→ **Text provided**
-=-=-

The Virgin and Child with Saint Anne and Saint John the Baptist | |
---|---|
Artist | Leonardo da Vinci |
Year | c. 1499–1500 or c. 1506–1508 |
Medium | charcoal, black and white chalk on tinted paper mounted on canvas |
Dimensions | 141.5 cm× 104.6 cm(55.7 in× 41.2 in) |
Location | National Gallery, London |
The Virgin and Child with Saint Anne and Saint John the Baptist, sometimes called the Burlington House Cartoon, is a drawing by Leonardo da Vinci. The drawing is in charcoal and black and white chalk, on eight sheets of paper that are glued together. Because of its large size and format the drawing is presumed to be a cartoon for a painting. [1] No painting by Leonardo exists that is based directly on this cartoon, although the drawing may have been in preparation for a now lost or unexecuted painting commissioned by Louis XII. [2] The drawing is the only extant larger-scale drawing by the artist. [3]
The drawing depicts the Virgin Mary seated on the thigh of her mother, Saint Anne, while holding the Christ Child as Christ's young cousin, John the Baptist, stands to the right. It currently hangs in the National Gallery in London.
It was executed either around 1499–1500, at the end of the artist's first Milanese period, or around 1506–1508, when he was travelling back and forth between Florence and Milan. The majority of scholars favour the latter date, although the National Gallery and others prefer the former. [4]
The subject of the cartoon is a combination of two themes popular in Florentine painting of the fifteenth century: The Virgin and Child with John the Baptist and Virgin and Child with Saint Anne .
The drawing is notable for its complex composition, demonstrating the alternation in the positioning of figures that is first apparent in Leonardo's paintings in the Benois Madonna . The knees of the two women point in different directions, with Mary's knees turning out of the painting to the left, while her body turns sharply to the right, creating a sinuous movement. The knees and the feet of the figures establish a strong up-and-down rhythm at a point in the composition where a firm foundation comprising firmly planted feet, widely spread knees, and a broad spread of enclosing garment would normally be found. While the lower halves of their bodies turn away, the faces of the two women turn toward each other, mirroring each other's features. The delineation between the upper bodies has lost clarity, suggesting that the heads are part of the same body.

-=-=-

→ **Data extract**

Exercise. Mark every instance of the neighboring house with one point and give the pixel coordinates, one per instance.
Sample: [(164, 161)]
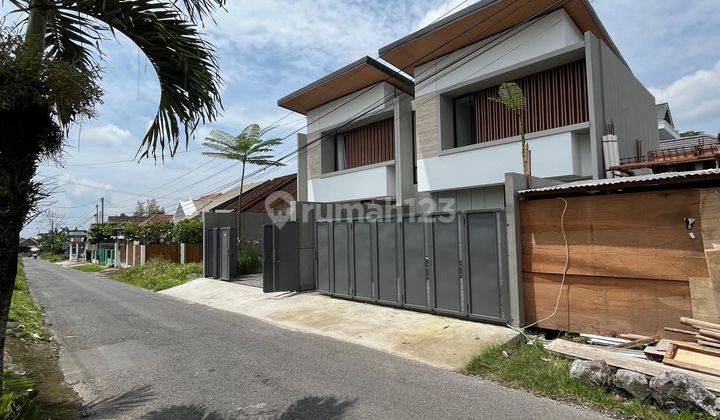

-=-=-

→ **Exercise instructions**
**1)** Copy the passage on Leonardo's Burlington House Cartoon word for word, from "It was executed" up to and including "Saint Anne .".
**2)** Pick up the account of Leonardo's Burlington House Cartoon after its final sentence and write on from there.

→ **Answers to the exercises**
**1)**
It was executed either around 1499–1500, at the end of the artist's first Milanese period, or around 1506–1508, when he was travelling back and forth between Florence and Milan. The majority of scholars favour the latter date, although the National Gallery and others prefer the former. [4]
The subject of the cartoon is a combination of two themes popular in Florentine painting of the fifteenth century: The Virgin and Child with John the Baptist and Virgin and Child with Saint Anne .

**2)**
The twisting movement of the Virgin is echoed in the Christ Child, whose body, held almost horizontal by his mother, rotates axially, with the lower body turned upward and the upper body turned downward. This turning posture is first indicated in paintings by Leonardo in the Adoration of the Magi and is explored in a number of drawings, in particular the various studies of the Virgin and Child with a cat that are in the British Museum.
The juxtaposition of two sets of heads is an important compositional element. The angle, lighting, and gaze of the Christ Child reproduces that of his mother, while John the Baptist reproduces these same elements in the face of Saint Anne. The lighting indicates that there are two protagonists, and two supporting cast in the scene that the viewer is witnessing. There is a subtle interplay between the gazes of the four figures. Saint Anne smiles adoringly at her daughter Mary, perhaps indicating not only maternal pride but also the veneration due to the one who "all generations will call...blessed". [5] Mary's eyes are fixed on the Christ Child who raises his hand in a gesture of benediction over the cousin who thirty years later would carry out his appointed task of baptising Christ. Although the older of the two children, John the Baptist humbly accepts the blessing, as one who would later say of his cousin "I am not worthy even to unloose his sandals". [6] Saint Anne's hand, her index finger pointing toward Heaven, is positioned near the heads of the children, perhaps to indicate the original source of the blessing. This enigmatic gesture is regarded as quintessentially Leonardesque, occurring in The Last Supper and Saint John the Baptist .
Cartoons of this sort were usually transferred to a board for painting by pricking or incising the outline. In the Virgin and Child with Saint Anne and Saint John the Baptist there is no evidence of that, suggesting that the drawing was kept as a work of art in its own right. [7] Leonardo does not appear to have based a painting directly on this drawing. The composition differs from Leonardo's only other surviving treatment of the subject, The Virgin and Child with Saint Anne in the Louvre, in which the figure of the Baptist is not present.
Although apparently not being developed into a painting by Leonardo, the drawing was used as a source for the paintings of others.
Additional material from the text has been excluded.